→ **ЗАДАНИЕ**: Выпишите без изменений часть отрывка о 1943 годе: начните со слов «Во-первых, свои продовольственные» и остановитесь после слов «сожалению, редкое счастье.».

→ **ОТРЫВОК**:
++++++

Школа, которая многому меня научила
1943 год запомнился еще и тем, что весной этого года «старик Потемкин нас заметил и, в гроб сходя, разъединил». Так мы шутили по тому поводу, что нарком просвещения Потемкин, выполняя волю И.В. Сталина, ввел раздельное образование для мальчиков и девочек. Возникли мужские и женские средние школы. Моя 210-я школа стала женской, и всех мальчишек перевели в 204-ю школу на Новослободской. Забегая вперед, скажу, что осенью 43-го меня за хулиганство из этой школы выгнали и не хотели принимать ни в одну школу Октябрьского района столицы. Хулиганство состояло в том, что я очень хорошо учился, но слишком часто задавал вопросы, что мешало плавному течению педагогического процесса. Но, следует признать, что повод к изгнанию подал я сам, публично назвав преподавателя конституции скотиной. Он обвинил меня перед лицом завуча школы в срыве урока. Урок действительно был сорван, но, к сожалению, не мной. Я тихо и смирно сидел за своей партой, с безумным увлечением читал «Князя Серебряного» — роман любимого мной А.К. Толстого. Будучи резко и грубо перенесен из века XVI в век XX, я не сдержался, в чем был глубоко не прав. О том, что из этого последовало, поговорим позже, а сейчас вернемся к весне 43-го.
Май был совершенно ужасен. Я собирал молодую лебеду и крапиву, а мать делала из этой травы лепешки. Родители их ели, а я не мог, меня тут же выворачивало наизнанку. С голодухи, ради рабочей карточки (800 граммов хлеба ежедневно, 1 килограмм сахара в месяц, жиры и крупа, не помню, сколько), я пошел работать на завод №115 Народного комиссариата авиационной промышленности. Все лето я там проработал в бригаде электриков сборочного цеха. Это не только спасло мне жизнь, но и многому меня научило.
Во-первых, свои продовольственные карточки, но не хлебные, я сдавал в столовую ОРСа (отдела рабочего снабжения) завода, в обмен на что получал ежедневно, кроме воскресений, регулярное трехразовое горячее питание. Когда из цеха в тир на пристрелку выкатывали новый самолет, начальник мальчишкам вроде меня и отличившимся рабочим выдавал талончики УДП (усиленное дополнительное питание) на дополнительный обед. Это было счастье, к сожалению, редкое счастье.

++++++

→ **ИСХОДНЫЕ ДАННЫЕ**:
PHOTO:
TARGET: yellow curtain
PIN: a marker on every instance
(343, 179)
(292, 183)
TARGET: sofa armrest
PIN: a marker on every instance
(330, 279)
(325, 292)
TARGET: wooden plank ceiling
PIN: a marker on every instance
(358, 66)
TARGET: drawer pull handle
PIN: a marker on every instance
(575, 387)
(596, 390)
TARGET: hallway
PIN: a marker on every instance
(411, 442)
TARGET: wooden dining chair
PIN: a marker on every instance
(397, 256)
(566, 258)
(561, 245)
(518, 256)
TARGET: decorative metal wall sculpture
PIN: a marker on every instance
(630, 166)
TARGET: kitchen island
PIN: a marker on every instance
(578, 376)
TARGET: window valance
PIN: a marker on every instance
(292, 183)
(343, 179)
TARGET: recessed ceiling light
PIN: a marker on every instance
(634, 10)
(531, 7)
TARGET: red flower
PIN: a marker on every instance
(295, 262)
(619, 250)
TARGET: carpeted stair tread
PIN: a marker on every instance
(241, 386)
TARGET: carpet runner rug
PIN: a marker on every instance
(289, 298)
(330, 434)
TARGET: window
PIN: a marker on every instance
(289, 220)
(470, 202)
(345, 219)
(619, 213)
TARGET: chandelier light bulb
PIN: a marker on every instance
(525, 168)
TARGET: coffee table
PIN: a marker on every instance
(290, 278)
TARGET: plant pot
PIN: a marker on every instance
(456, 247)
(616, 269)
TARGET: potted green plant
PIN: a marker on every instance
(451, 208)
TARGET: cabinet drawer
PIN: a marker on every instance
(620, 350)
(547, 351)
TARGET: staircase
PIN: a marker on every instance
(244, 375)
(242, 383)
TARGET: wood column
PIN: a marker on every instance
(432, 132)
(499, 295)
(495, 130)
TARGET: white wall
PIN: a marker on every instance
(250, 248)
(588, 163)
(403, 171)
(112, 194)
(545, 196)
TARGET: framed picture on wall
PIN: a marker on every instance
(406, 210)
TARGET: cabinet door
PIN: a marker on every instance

++++++

→ **ОТВЕТ**:
Во-первых, свои продовольственные карточки, но не хлебные, я сдавал в столовую ОРСа (отдела рабочего снабжения) завода, в обмен на что получал ежедневно, кроме воскресений, регулярное трехразовое горячее питание. Когда из цеха в тир на пристрелку выкатывали новый самолет, начальник мальчишкам вроде меня и отличившимся рабочим выдавал талончики УДП (усиленное дополнительное питание) на дополнительный обед. Это было счастье, к сожалению, редкое счастье.